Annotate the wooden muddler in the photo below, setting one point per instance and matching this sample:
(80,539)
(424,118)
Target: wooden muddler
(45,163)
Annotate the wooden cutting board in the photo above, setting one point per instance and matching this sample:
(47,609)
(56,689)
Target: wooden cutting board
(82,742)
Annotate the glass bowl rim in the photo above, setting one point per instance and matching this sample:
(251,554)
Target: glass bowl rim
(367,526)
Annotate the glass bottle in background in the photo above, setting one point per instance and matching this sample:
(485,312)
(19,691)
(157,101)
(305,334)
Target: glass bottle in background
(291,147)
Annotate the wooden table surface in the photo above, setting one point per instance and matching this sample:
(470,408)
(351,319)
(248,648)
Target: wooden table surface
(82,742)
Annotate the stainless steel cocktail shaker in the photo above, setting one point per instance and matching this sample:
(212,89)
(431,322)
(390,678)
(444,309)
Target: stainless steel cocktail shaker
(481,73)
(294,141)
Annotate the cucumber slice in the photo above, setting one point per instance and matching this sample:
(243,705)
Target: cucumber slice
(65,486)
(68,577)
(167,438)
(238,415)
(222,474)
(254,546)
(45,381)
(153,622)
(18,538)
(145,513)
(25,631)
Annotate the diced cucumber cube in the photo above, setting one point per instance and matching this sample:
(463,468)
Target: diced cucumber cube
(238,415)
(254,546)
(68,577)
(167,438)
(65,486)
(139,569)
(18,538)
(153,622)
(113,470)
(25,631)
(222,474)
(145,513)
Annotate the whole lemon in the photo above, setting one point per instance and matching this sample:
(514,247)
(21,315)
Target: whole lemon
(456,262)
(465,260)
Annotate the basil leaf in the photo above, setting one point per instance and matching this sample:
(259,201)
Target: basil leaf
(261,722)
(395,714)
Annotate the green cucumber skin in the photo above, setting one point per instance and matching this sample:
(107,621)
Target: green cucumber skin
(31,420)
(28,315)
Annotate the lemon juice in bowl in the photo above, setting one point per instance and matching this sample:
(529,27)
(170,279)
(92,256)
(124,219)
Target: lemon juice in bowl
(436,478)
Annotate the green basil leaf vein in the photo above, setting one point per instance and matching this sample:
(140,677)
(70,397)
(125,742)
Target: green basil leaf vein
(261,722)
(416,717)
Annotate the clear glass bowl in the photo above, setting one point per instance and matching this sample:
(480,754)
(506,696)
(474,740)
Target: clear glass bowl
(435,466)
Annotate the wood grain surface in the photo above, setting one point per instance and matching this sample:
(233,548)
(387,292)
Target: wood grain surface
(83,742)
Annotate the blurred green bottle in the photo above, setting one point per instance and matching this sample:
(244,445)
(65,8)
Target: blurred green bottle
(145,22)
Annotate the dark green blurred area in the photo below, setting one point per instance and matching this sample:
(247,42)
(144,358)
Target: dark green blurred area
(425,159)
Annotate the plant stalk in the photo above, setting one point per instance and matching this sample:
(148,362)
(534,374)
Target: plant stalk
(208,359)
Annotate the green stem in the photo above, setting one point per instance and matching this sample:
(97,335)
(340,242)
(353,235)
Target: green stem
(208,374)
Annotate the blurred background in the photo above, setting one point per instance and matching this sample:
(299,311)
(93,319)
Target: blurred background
========
§ Problem to work on: Give the lines exactly as they stand, from the line with "Annotate the dark" through the end of the material.

§ Worked solution:
Annotate the dark green blurred area in the photo below, setting one point per instance and matching this sample:
(247,42)
(144,358)
Target: dark green blurred area
(425,159)
Annotate the plant stalk in the photo above, setting one point per instance and matching this sample:
(148,362)
(534,374)
Target: plant stalk
(208,359)
Annotate the green stem in the photo above, setting one point per instance and matching this sample:
(97,335)
(340,242)
(353,235)
Target: green stem
(208,374)
Annotate the blurred background in the photo above, setting one point per instance and matching this sample:
(299,311)
(93,319)
Target: blurred background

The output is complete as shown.